§ **Tarea breve 1**: Extrae del listado todas las líneas que contengan la cadena "reflection".

§ **Extracto del texto**:
----------

CAPÍTULO
XIV LA RESURRECCION DE LA CARNE Y LA VIDA PERDURABLE
Es consolador recordar que el sufrimiento de las almas del purgatorio es un
sufrimiento gozoso, aunque sea tan intenso que no podamos imaginarlo a este
lado del Juicio. La gran diferencia que hay entre el sufrimiento del infierno y
el del purgatorio reside en la certeza de la separación eterna contra la
seguridad de la liberación. El alma del purgatorio no quiere aparecer ante Dios
en su estado de imperfección, pero tiene el gozo en su agonía de saber que al
fin se reunirá con El.
Es evidente que nadie sabe «cuánto tiempo» dura el purgatorio para un alma.
He puesto tiempo entre comillas porque, aunque hay duración más allá de la
muerte, no hay «tiempo» según lo conocemos; no hay días o noches, horas o
minutos. Sin embargo, tanto si medimos el purgatorio por duración o intensidad
(un instante de tortura intensa puede ser peor que un año de ligera
incomodidad), lo cierto es que el alma del purgatorio no puede disminuir o
acortar sus sufrimientos. Los que aún vivimos en la tierra sí podemos ayudarle
con la misericordia divina; la frecuencia e intensidad de nuestra petición, sea
para un alma determinada o para todos los fieles difuntos, dará la medida de
nuestro amor.
Si de una cosa estamos seguros es de desconocer cuándo acabará el mundo.

----------

§ **Elementos del conjunto de datos**:
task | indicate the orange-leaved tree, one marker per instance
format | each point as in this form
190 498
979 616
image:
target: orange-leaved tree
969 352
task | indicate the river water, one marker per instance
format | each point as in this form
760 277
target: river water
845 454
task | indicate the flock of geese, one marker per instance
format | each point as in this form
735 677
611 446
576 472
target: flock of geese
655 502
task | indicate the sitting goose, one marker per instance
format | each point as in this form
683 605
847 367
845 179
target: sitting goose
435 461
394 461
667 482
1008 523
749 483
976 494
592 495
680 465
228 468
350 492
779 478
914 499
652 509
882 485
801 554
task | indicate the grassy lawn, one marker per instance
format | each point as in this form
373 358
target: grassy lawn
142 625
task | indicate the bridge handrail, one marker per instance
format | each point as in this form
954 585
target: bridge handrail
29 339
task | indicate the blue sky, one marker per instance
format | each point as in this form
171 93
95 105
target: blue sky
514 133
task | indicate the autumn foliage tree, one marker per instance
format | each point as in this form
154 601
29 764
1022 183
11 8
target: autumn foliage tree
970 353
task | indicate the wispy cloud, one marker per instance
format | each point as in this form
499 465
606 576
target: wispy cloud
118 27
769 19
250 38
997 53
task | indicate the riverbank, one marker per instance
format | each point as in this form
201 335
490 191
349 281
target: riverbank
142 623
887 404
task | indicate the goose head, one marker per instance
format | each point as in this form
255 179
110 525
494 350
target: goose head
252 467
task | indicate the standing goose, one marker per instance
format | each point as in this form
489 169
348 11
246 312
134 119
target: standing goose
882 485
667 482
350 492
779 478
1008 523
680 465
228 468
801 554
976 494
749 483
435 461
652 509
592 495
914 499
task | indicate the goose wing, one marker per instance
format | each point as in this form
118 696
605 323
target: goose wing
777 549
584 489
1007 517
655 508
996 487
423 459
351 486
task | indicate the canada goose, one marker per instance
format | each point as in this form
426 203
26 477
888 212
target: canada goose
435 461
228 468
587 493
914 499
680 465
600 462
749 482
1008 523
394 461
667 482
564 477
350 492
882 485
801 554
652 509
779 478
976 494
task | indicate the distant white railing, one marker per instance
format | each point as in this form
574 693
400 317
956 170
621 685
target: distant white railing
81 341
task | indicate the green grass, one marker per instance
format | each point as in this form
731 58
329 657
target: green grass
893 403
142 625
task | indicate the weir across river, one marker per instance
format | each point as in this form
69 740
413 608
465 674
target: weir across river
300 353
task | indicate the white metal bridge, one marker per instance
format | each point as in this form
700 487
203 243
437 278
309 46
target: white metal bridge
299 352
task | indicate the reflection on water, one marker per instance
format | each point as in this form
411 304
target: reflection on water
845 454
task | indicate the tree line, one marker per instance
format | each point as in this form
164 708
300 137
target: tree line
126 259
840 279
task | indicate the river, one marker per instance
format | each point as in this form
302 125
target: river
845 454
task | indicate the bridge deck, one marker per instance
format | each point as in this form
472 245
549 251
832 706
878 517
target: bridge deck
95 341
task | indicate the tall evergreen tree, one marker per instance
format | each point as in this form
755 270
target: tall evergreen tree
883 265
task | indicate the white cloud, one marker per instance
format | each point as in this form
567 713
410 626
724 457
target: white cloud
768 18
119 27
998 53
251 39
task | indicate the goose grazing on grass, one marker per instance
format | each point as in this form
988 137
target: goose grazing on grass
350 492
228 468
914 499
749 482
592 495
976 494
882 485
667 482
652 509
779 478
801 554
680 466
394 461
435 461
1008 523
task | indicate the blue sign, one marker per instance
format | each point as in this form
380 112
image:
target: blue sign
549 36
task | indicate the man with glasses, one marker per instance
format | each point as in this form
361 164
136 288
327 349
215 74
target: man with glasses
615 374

----------

§ **Tarea breve 2**: Según el fragmento sobre el purgatorio, ¿en qué reside la gran diferencia entre el sufrimiento del infierno y el del purgatorio?

§ **Respuesta correcta 1**:
task | indicate the reflection on water, one marker per instance
target: reflection on water

§ **Respuesta correcta 2**: En la certeza de la separación eterna contra la seguridad de la liberación.